GEKOZEN FRAGMENT:
|---|
Ik heb zelf een tijde duiken als sport beoefent en daarbij maakte ik ook gebruik van zakjes met loden knikkers die je in een loodgordel stopt.
dus misschien ff kijken bij een duikshop

----------


## btvmaarten

aangezien wij op de zaak regelmatig met kluiten sjouwen... hebben wij het volgende gedaan.
je neemt een Pompwagen (1 of 2 ton mag tillen) je bouwd er een bak op(vast gezet aan pompwagen) en je hebt een mooie kluitenwagen.

Tada klaar... :Wink: 

suc6

----------


## Stoney3K

> Heeft iemand voor mij een adres van een trekkenboer? Ik heb slechts twee kluiten nodig als basis voor een statief. In ons theater zijn ze allemaal weggedaan! 
> Alvast bedankt???
> Bert K



Stakebrand verkoopt nog steeds kluiten (weliswaar gebruikt). Industrieweg 52 te Heeze, 040-2263597.

Anders even mailen naar info@stakebrand.nl, we helpen je graag op weg.

----------


## rinus bakker

2e hands kluiten...?
dat moet dan voor iets meer dan schrootprijs kunnen gaan?

----------


## Stoney3K

> 2e hands kluiten...?
> dat moet dan voor iets meer dan schrootprijs kunnen gaan?



Tuurlijk, want massief stalen blokken slijten ook echt gigantisch als je ze van karretje naar karretje tilt...

We leveren ze dan wel weer gestraald en opnieuw gespoten, dus daarom dat ze wat meer kosten  :Wink:

----------
|---|
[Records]

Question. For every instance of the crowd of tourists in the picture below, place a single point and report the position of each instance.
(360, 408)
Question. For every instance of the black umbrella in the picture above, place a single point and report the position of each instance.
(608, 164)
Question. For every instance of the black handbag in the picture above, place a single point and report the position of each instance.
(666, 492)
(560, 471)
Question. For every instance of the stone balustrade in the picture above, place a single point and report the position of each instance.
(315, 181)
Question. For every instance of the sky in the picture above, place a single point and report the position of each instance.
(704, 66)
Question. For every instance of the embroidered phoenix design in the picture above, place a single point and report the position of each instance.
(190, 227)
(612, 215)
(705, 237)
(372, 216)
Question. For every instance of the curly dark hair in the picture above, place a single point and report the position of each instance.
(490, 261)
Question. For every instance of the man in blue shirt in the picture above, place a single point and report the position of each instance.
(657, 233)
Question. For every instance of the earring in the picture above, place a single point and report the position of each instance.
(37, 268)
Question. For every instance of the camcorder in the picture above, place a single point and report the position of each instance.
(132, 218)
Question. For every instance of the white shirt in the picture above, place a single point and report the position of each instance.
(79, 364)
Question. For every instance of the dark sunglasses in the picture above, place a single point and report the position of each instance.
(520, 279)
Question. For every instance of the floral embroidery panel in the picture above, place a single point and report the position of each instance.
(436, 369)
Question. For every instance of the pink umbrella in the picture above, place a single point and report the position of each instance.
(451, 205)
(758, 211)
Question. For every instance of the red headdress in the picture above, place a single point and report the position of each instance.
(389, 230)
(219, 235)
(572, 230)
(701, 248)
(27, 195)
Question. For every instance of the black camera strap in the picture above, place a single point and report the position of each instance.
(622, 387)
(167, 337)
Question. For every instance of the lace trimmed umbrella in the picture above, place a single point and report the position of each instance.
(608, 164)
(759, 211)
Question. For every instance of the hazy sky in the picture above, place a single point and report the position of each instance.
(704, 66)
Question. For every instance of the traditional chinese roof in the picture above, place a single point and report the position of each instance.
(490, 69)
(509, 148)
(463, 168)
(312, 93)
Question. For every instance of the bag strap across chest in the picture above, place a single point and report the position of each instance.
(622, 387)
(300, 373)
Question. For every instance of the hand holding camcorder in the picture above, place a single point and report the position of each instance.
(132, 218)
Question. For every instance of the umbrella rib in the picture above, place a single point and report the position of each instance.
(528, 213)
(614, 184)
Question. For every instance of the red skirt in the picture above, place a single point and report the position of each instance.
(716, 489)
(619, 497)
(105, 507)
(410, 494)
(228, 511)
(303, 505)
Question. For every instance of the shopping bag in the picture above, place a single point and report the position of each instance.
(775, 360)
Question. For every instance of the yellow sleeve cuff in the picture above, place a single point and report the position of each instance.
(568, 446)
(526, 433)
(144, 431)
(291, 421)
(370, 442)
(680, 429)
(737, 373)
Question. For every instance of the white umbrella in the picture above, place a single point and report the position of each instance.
|---|
OPDRACHT:
Vervang in het fragment over kluiten "duikshop" door "watersportwinkel" en schrijf het stuk opnieuw uit dat opent met de woorden "Ik heb zelf" en sluit met "een mooie kluitenwagen.".

ANTWOORD:
Ik heb zelf een tijde duiken als sport beoefent en daarbij maakte ik ook gebruik van zakjes met loden knikkers die je in een loodgordel stopt.
dus misschien ff kijken bij een watersportwinkel

----------


## btvmaarten

aangezien wij op de zaak regelmatig met kluiten sjouwen... hebben wij het volgende gedaan.
je neemt een Pompwagen (1 of 2 ton mag tillen) je bouwd er een bak op(vast gezet aan pompwagen) en je hebt een mooie kluitenwagen.